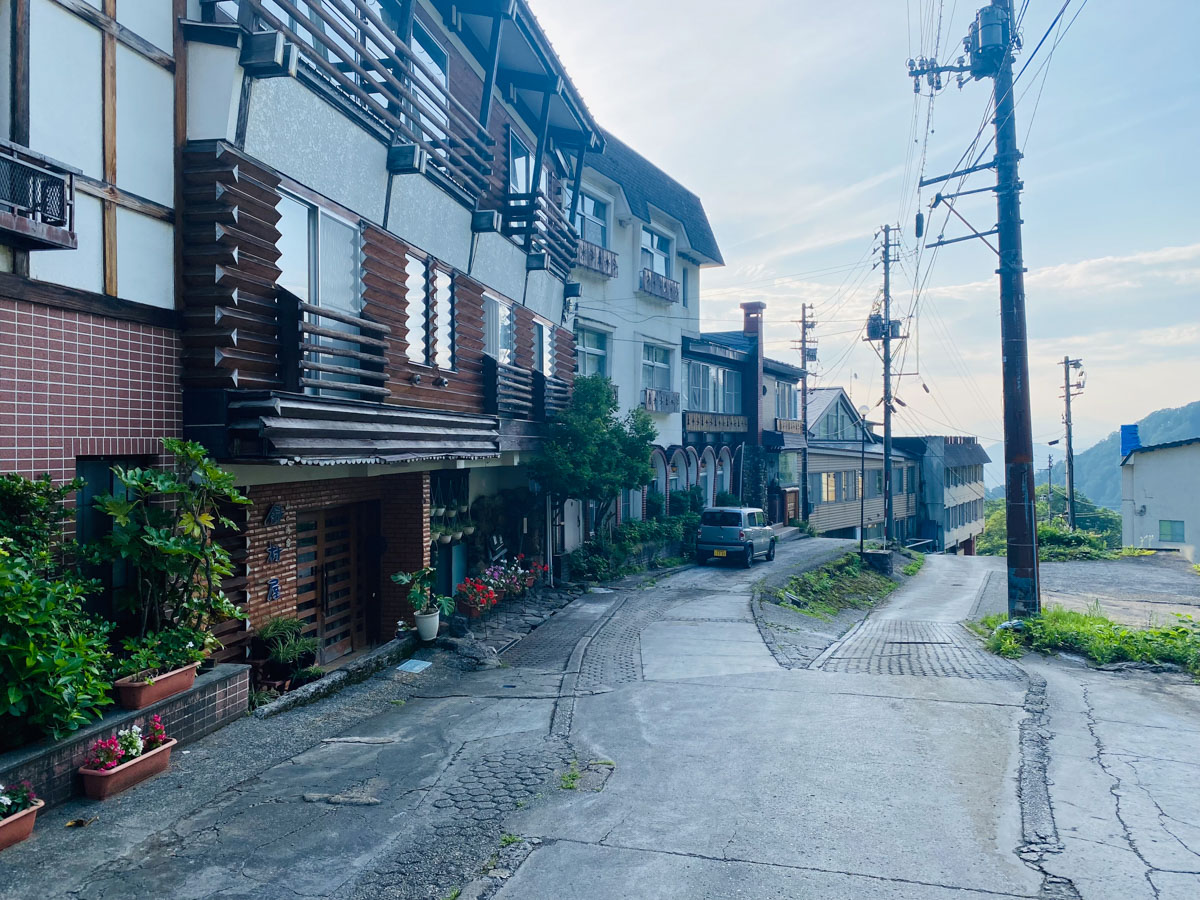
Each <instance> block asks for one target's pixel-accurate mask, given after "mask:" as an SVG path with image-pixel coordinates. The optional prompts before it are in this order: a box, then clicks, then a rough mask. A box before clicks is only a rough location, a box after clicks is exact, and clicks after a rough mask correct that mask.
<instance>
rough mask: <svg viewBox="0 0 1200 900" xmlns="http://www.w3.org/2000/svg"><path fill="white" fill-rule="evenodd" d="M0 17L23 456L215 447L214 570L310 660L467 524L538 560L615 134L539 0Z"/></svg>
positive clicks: (12, 458) (350, 637)
mask: <svg viewBox="0 0 1200 900" xmlns="http://www.w3.org/2000/svg"><path fill="white" fill-rule="evenodd" d="M0 11H2V13H0V14H2V17H4V19H5V20H4V22H2V23H0V35H2V36H4V40H5V41H6V42H7V44H6V47H7V61H8V66H7V71H8V78H7V79H6V82H5V90H6V96H5V98H4V102H0V109H2V110H4V115H5V116H6V120H5V122H4V127H5V128H7V136H6V137H7V138H8V142H7V143H6V144H5V148H4V151H2V154H0V156H2V162H0V164H2V166H4V167H5V168H6V170H7V172H8V174H10V178H8V179H7V180H6V181H5V186H4V187H2V193H4V196H2V198H0V199H2V203H0V241H2V244H4V245H5V246H6V251H4V252H2V253H0V268H2V269H4V270H5V271H4V272H0V328H2V330H4V347H5V349H4V350H0V353H4V354H5V359H4V361H5V368H6V371H5V373H4V379H2V382H0V402H2V406H0V414H2V415H4V416H5V418H4V420H2V422H4V428H2V434H4V439H2V443H0V448H2V455H4V466H5V468H6V469H8V470H17V472H20V473H23V474H28V475H36V474H40V473H41V472H46V470H48V472H50V473H52V474H54V475H55V476H56V478H62V479H65V478H70V476H73V475H76V474H77V473H78V474H80V475H83V476H85V478H86V479H88V481H89V486H88V488H86V491H85V498H84V499H86V496H90V494H91V493H95V492H100V491H104V490H107V487H108V478H109V475H108V470H109V467H110V466H112V464H113V463H115V462H152V461H154V460H155V455H156V454H157V452H158V439H160V438H162V437H168V436H178V434H182V436H185V437H190V438H193V439H197V440H200V442H202V443H204V444H205V445H206V446H208V448H209V449H210V451H211V452H212V454H214V456H215V457H216V458H217V460H218V461H220V462H222V464H224V466H226V467H227V468H229V469H230V470H233V472H234V473H235V474H236V476H238V481H239V484H240V485H241V486H242V487H244V490H245V491H246V492H247V494H248V496H250V498H251V499H252V502H253V505H251V506H250V508H247V509H246V510H245V512H244V522H242V526H244V530H242V533H241V536H238V538H235V539H232V540H233V541H234V545H235V546H234V551H235V559H236V562H238V564H239V572H238V576H236V577H235V578H233V580H230V582H229V583H228V584H227V588H228V589H229V590H230V593H233V595H234V596H235V598H238V599H239V600H240V601H241V602H242V604H244V605H245V608H246V610H247V612H248V614H250V618H251V622H252V624H256V625H257V624H259V623H260V622H262V620H263V619H264V618H265V617H268V616H270V614H274V613H288V614H299V616H300V617H301V618H302V619H304V620H305V623H306V629H307V631H308V632H310V634H312V635H314V636H317V637H318V638H319V641H320V646H322V656H323V661H330V660H334V659H336V658H338V656H341V655H343V654H346V653H349V652H352V650H355V649H358V648H359V647H362V646H366V644H368V643H372V642H374V641H377V640H383V638H385V637H386V636H389V635H390V632H391V630H392V628H394V626H395V622H396V619H397V618H400V616H401V613H402V612H403V610H404V605H403V596H402V594H401V593H400V592H398V590H397V588H396V587H395V586H392V584H391V582H390V580H389V578H388V577H386V576H388V575H389V574H390V572H394V571H397V570H402V569H406V570H412V569H414V568H416V566H419V565H421V564H425V563H427V562H430V560H431V559H432V560H433V562H436V563H437V565H438V566H439V570H440V577H442V580H443V588H449V587H450V586H451V584H452V583H454V582H455V580H456V577H457V576H458V575H461V574H462V570H463V568H464V553H466V551H464V548H463V546H464V545H463V544H457V542H454V544H449V545H446V544H440V542H438V544H437V545H436V546H437V547H438V548H439V551H432V554H431V538H432V534H431V529H433V528H437V527H439V526H446V527H451V526H452V524H454V522H452V518H454V517H455V516H461V515H464V514H466V512H467V511H468V510H470V511H472V512H476V511H479V512H481V514H491V512H494V510H496V509H497V508H500V509H502V510H503V511H504V512H505V516H504V520H505V521H504V524H503V528H499V530H503V532H504V534H503V540H502V541H500V547H499V550H503V547H504V546H506V547H508V548H510V550H512V551H516V550H523V551H526V552H529V553H530V554H539V556H540V554H548V553H550V547H548V546H547V532H548V528H547V522H546V520H547V505H546V504H545V503H544V502H541V500H540V499H539V498H536V497H535V496H533V494H532V493H530V490H529V487H530V485H529V481H528V476H527V474H526V469H524V468H523V467H522V466H521V462H522V458H528V455H529V452H530V451H533V450H534V449H535V448H536V445H538V442H539V439H540V434H541V422H544V421H545V420H546V418H547V416H551V415H553V413H554V410H557V409H559V408H562V406H563V404H565V403H566V402H568V398H569V389H570V382H571V379H572V378H574V370H575V353H574V340H572V334H571V331H570V329H568V328H564V326H563V323H564V312H565V308H564V307H565V304H566V301H568V299H570V298H572V296H574V295H575V294H576V292H577V286H575V284H574V283H571V282H570V281H569V280H570V275H571V271H572V269H574V266H575V260H576V252H577V235H576V232H575V229H574V228H572V226H571V224H570V220H571V218H572V217H574V212H575V210H576V198H580V197H582V191H580V190H578V184H580V181H581V179H582V170H583V164H582V163H583V161H584V160H586V158H587V155H593V154H599V152H600V151H601V150H602V149H604V140H605V138H604V136H602V134H601V133H600V131H599V128H598V127H596V125H595V122H594V121H593V120H592V118H590V115H589V113H588V112H587V108H586V107H584V104H583V101H582V100H581V97H580V96H578V94H577V91H576V90H575V88H574V85H572V84H571V82H570V79H569V78H568V76H566V73H565V72H564V70H563V66H562V64H560V61H559V60H558V58H557V56H556V54H554V53H553V49H552V48H551V46H550V42H548V41H547V38H546V36H545V35H544V34H542V31H541V29H540V28H539V25H538V23H536V20H535V19H534V17H533V14H532V12H530V10H529V8H528V6H527V4H526V2H524V0H512V1H511V2H482V4H470V5H468V6H463V5H461V4H452V2H449V1H444V0H162V2H127V1H125V0H116V1H115V2H114V0H104V1H103V2H97V4H94V5H90V4H84V2H66V1H65V0H12V1H11V2H4V4H0ZM684 248H685V250H686V247H684ZM658 250H660V251H661V250H662V245H661V244H660V245H658ZM653 252H654V251H652V253H653ZM680 265H686V263H680ZM649 268H650V269H652V271H656V270H655V269H654V264H652V265H650V266H649ZM667 275H670V274H668V272H666V274H662V277H664V278H666V276H667ZM650 286H652V287H654V288H656V289H660V290H667V288H665V287H662V281H661V280H653V278H652V280H650ZM481 502H482V504H481ZM480 504H481V505H480ZM84 505H86V504H84ZM439 510H440V511H439ZM490 511H491V512H490ZM85 518H86V517H85ZM86 527H88V526H86V522H85V521H83V522H82V523H80V528H84V529H86ZM451 530H454V529H452V528H451ZM492 530H497V529H492ZM482 550H484V551H486V552H493V551H496V550H497V548H493V547H488V548H482ZM224 637H226V638H227V640H228V641H229V642H230V643H232V642H233V641H234V638H235V637H236V636H235V635H224Z"/></svg>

§ **Task instructions**
Could you reproduce the listing word for word, from its beginning up to and including the line with "positive clicks: (12, 458) (350, 637)", leaving out the picture?

§ **Written answer**
Each <instance> block asks for one target's pixel-accurate mask, given after "mask:" as an SVG path with image-pixel coordinates. The optional prompts before it are in this order: a box, then clicks, then a rough mask. A box before clicks is only a rough location, a box after clicks is exact, and clicks after a rough mask correct that mask.
<instance>
rough mask: <svg viewBox="0 0 1200 900" xmlns="http://www.w3.org/2000/svg"><path fill="white" fill-rule="evenodd" d="M0 17L23 456L215 447L214 570L310 660L467 524L538 560L615 134L539 0Z"/></svg>
positive clicks: (12, 458) (350, 637)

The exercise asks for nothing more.